━━━ Records for the task ━━━

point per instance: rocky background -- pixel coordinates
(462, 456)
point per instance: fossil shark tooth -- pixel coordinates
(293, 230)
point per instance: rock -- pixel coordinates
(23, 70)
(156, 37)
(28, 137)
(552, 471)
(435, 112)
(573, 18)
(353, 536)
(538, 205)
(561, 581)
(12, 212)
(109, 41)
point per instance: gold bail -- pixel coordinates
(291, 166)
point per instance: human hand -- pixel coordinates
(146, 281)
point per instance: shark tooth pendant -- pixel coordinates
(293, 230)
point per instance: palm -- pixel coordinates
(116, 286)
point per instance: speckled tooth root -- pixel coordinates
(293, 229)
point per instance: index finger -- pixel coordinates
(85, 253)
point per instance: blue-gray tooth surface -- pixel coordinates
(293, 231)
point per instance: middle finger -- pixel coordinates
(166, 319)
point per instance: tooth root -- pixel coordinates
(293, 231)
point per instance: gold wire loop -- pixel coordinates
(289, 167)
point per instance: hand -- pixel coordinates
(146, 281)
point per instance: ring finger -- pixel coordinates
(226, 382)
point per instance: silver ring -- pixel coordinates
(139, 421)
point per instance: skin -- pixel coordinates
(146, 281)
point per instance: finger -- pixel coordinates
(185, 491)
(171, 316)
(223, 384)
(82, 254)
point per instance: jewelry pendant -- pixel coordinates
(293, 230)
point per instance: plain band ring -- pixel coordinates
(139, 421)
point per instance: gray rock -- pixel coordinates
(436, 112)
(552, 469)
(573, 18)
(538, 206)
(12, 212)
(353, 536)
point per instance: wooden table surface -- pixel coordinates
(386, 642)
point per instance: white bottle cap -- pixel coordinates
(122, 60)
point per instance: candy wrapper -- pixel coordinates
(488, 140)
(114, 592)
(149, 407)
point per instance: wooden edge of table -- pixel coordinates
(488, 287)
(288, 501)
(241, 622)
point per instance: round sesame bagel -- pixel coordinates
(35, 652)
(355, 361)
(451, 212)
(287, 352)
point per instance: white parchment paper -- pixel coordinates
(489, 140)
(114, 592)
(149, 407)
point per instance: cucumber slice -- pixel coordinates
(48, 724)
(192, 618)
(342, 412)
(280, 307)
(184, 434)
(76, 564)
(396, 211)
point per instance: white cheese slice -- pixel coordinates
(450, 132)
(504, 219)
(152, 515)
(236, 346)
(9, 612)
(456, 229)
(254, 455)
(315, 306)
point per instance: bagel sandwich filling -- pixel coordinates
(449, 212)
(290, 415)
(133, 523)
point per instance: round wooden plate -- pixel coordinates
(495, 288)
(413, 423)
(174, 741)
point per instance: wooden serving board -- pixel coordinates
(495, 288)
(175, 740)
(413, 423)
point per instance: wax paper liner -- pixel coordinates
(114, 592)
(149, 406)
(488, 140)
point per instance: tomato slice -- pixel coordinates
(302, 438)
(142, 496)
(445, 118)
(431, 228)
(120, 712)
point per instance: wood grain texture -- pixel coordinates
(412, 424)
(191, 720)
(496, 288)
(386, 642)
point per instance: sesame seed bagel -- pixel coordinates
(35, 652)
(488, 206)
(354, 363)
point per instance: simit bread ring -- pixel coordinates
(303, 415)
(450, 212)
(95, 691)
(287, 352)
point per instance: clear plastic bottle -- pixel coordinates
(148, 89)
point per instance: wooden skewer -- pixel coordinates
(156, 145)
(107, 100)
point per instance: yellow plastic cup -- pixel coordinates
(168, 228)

━━━

Restate exactly each line of the data from the one bearing "point per instance: bagel" to the end, and add nothing.

point per instance: bagel sandwich filling -- pixel coordinates
(449, 212)
(290, 415)
(133, 523)
point per instance: round wooden plate -- pixel coordinates
(495, 288)
(413, 423)
(174, 741)
point per instance: wooden serving board -- pixel coordinates
(495, 288)
(175, 740)
(413, 423)
point per instance: wax paper liner -- pixel coordinates
(114, 592)
(149, 406)
(488, 140)
point per instance: tomato slice -- pixel coordinates
(302, 438)
(142, 496)
(445, 118)
(431, 228)
(120, 712)
point per instance: wood grain texture -- pixel coordinates
(412, 424)
(191, 720)
(496, 288)
(386, 642)
point per instance: sesame seed bagel -- pixel coordinates
(35, 652)
(488, 206)
(354, 363)
point per instance: simit bread ring -- pixel coordinates
(303, 415)
(450, 212)
(95, 691)
(287, 352)
point per instance: clear plastic bottle -- pixel coordinates
(148, 89)
point per instance: wooden skewer -- pixel coordinates
(156, 145)
(107, 100)
point per instance: yellow plastic cup -- pixel coordinates
(168, 228)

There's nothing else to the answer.